Программа Брафмана не была продуктом некоей экстраординарной юдофобии. В сравнительно-историческом контексте его идеи обнаруживают сходство с уже описанными выше приемами дискредитации иудаизма в некоторых европейских государствах (в частности, Пруссии и Австрии) первой половины XIX века, которые М. Мейер характеризует как «поощрение распада иудаизма через внутреннее загнивание»[1734]. Любые попытки «упорядочения» и «очищения» иудейской религиозности, и в первую очередь через систему образования, Брафман связывал с происками изощренной и корыстолюбивой элиты. По его мысли, следовало «помочь» евреям довести талмудические толкования до полного абсурда, не внося никаких усовершенствований в традиционное изучение Талмуда. Брафман был уверен, что публикация русского перевода полного текста Талмуда, «во всем его сумбуре», выставит иудаизм на посмешище (напротив, «систематический, облеченный в осмысленное учение выбор из талмуда – переводить не следует»)[1735]. Руководители ВУО прислушались к этому совету. Первоначально они требовали точного перевода талмудических трактатов, чтобы убедить евреев в том, что смена языка не влияет на суть веры. А после рекомендаций Брафмана они стали пристально следить за тем, чтобы переводчики не опускали наиболее – как виделось стороннему читателю, неиудею – алогичных или физиологически откровенных, скандализирующих фрагментов[1736].

* * *

Согласие или хотя бы благожелательное внимание виленских чиновников к рекомендациям Брафмана свидетельствовало о назревающем кризисе прежнего интеграционистского курса. Брафману удалось артикулировать смутные тревоги, уже в течение какого-то времени одолевавшие бюрократов, найти удобную, обобщенную формулу для объявления недоверия к разным группам еврейского населения. В его аргументах лидеры ВУО нашли новое оправдание своему скепсису насчет еврейских предметов в казенных училищах. Уже в марте 1866 года устным распоряжением попечителя Корнилова в еврейских училищах наиболее отдаленных от Вильны губерний – Могилевской и Витебской – было вовсе прекращено преподавание религиозных предметов; в других губерниях Корнилов поощрял сокращение объема занятий Танахом и древнееврейским языком[1737].

Список заданий =
#1 Согласуются ли с отрывком следующие утверждения? На каждое ответьте «да» или «нет» и дословно приведите решающие слова отрывка. (a) Программа Брафмана не была продуктом экстраординарной юдофобии. (b) В марте 1866 года преподавание религиозных предметов в Могилевской и Витебской губерниях прекратили по письменному приказу. (c) Брафман предлагал усовершенствовать традиционное изучение Талмуда.
#2 Представьте в виде таблицы Markdown с колонками «№» и «Строка» записи от строки, содержащей «For inventory purposes, determine whether the dog's», до строки, содержащей «185;95;265;195», включая обе. Пустые строки и изображения в таблицу не включайте.

Записи =
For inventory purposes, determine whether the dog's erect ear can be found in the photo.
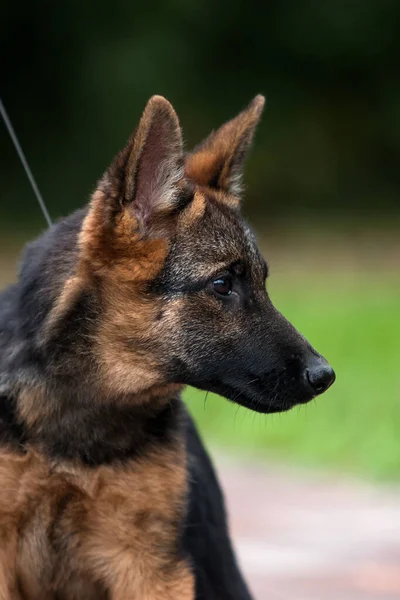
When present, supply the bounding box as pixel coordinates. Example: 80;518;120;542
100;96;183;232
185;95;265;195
...
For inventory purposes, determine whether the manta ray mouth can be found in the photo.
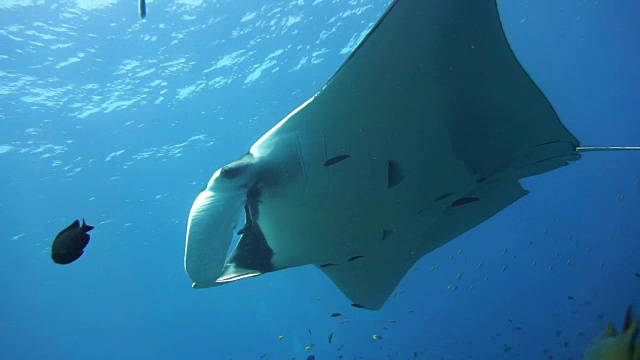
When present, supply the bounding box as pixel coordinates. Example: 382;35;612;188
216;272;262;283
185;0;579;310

Ответы по порядку =
#1
(a) Да: «Программа Брафмана не была продуктом некоей экстраординарной юдофобии».
(b) Нет: «устным распоряжением попечителя Корнилова».
(c) Нет: «не внося никаких усовершенствований в традиционное изучение Талмуда».

#2
| № | Строка |
|---|---|
| 1 | For inventory purposes, determine whether the dog's erect ear can be found in the photo. |
| 2 | When present, supply the bounding box as pixel coordinates. Example: 80;518;120;542 |
| 3 | 100;96;183;232 |
| 4 | 185;95;265;195 |